Two documents catch students out. The first is the gap certificate, required if there is a break of a year or more between your last qualification and the current course. The format is simple but the wording matters. Banks reject loans over poorly drafted gap certificates more often than you would expect. The second, for abroad visa-linked loans, is the sponsorship affidavit, a notarised document the co-applicant signs declaring they will support the student financially. This is a visa requirement, not a bank requirement, but the bank often holds the file until it is in place.

If you want the master checklist with formats, read Documents required for education loan.

The co-applicant question

Almost every education loan in India requires a co-applicant. The exceptions are narrow: some NBFCs offer co-applicant-free loans for students with admission to a handful of pre-approved top-tier universities, usually at a rate premium. For everyone else, the co-applicant is the loan’s actual borrower in the eyes of the bank. The student is the beneficiary. The co-applicant carries the credit risk.

- **Challenges**
a – According to the education loan passage, when is a gap certificate required?
b – List every fact the education loan passage gives about the sponsorship affidavit.
c – Pick up the education loan passage after its final sentence and continue writing it.
The data has no connection to the passage on education loans.

- **Supplied data**
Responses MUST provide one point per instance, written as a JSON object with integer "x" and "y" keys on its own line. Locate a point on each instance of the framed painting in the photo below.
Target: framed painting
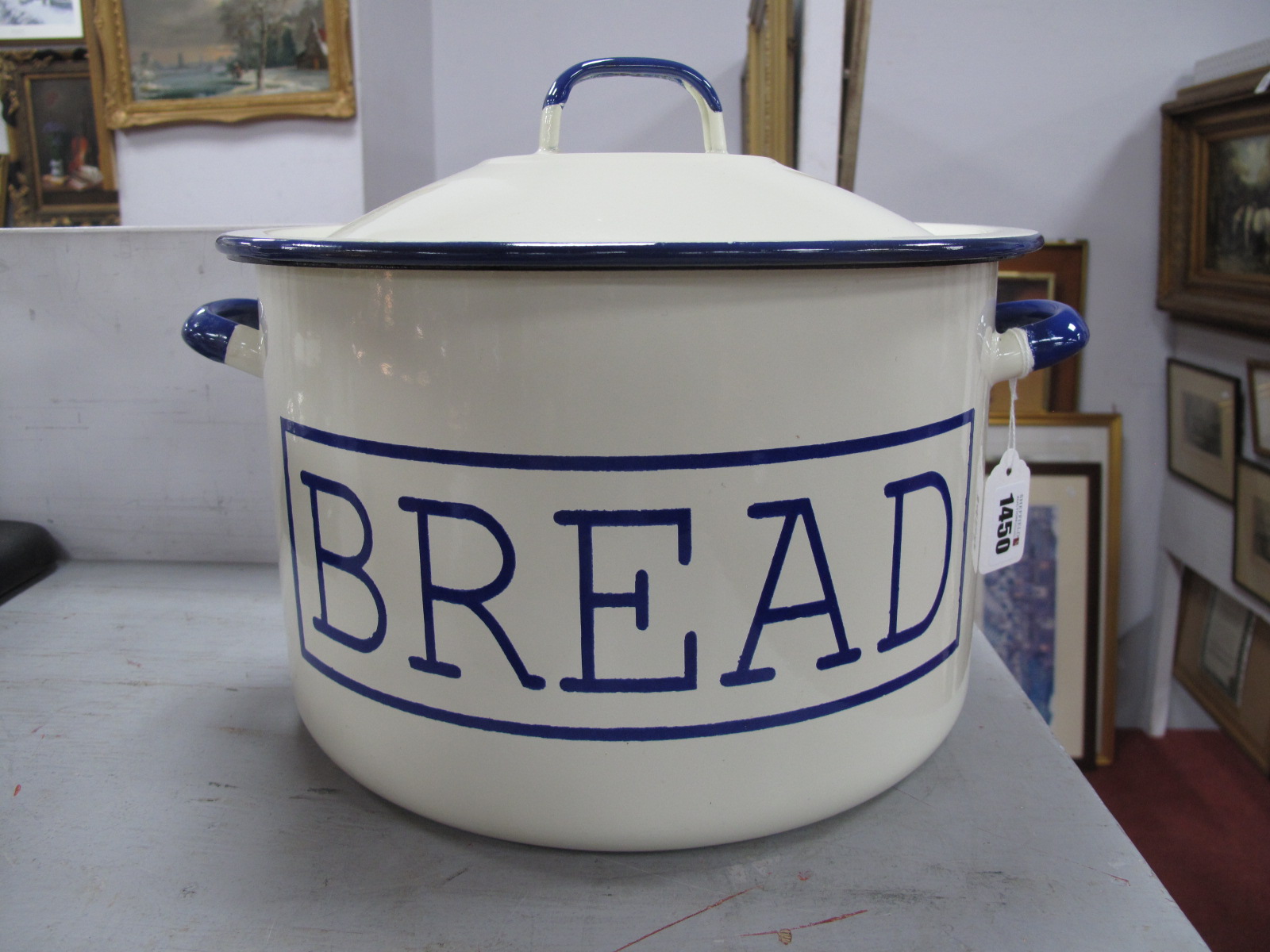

- **Answers to each task**
a – It is required when there is a break of a year or more between the last qualification and the current course.

b –
- It is needed for abroad visa-linked loans.
- It is a notarised document.
- The co-applicant signs it.
- It declares that the co-applicant will support the student financially.
- It is a visa requirement, not a bank requirement.
- The bank often holds the file until it is in place.

c –
Most families default to “father.” It is rarely the optimal choice. The right co-applicant is the family member with the strongest income, the cleanest credit history, the longest remaining working life, and the lowest existing EMI load. That is sometimes the father. It is also sometimes the mother, an elder sibling who is now earning, an uncle in a stable government job, or a combination of two co-applicants where one provides income and the other provides collateral. The bank’s preference is usually parents first, then siblings, then close relatives, then spouse.

The legal weight of being a co-applicant is real. The co-applicant is jointly and severally liable for the loan, which means the bank can recover the full outstanding from them alone if the student does not pay. This shows up on the co-applicant’s credit report as their own liability and affects their future borrowing capacity. If the loan goes bad, the co-applicant’s salary can be attached, their assets pursued.

If you want the full picture of how to pick a co-applicant and what they are signing up for, read Co-applicant for education loan in India. If you are exploring the co-applicant-free route, read Education loan without co-applicant.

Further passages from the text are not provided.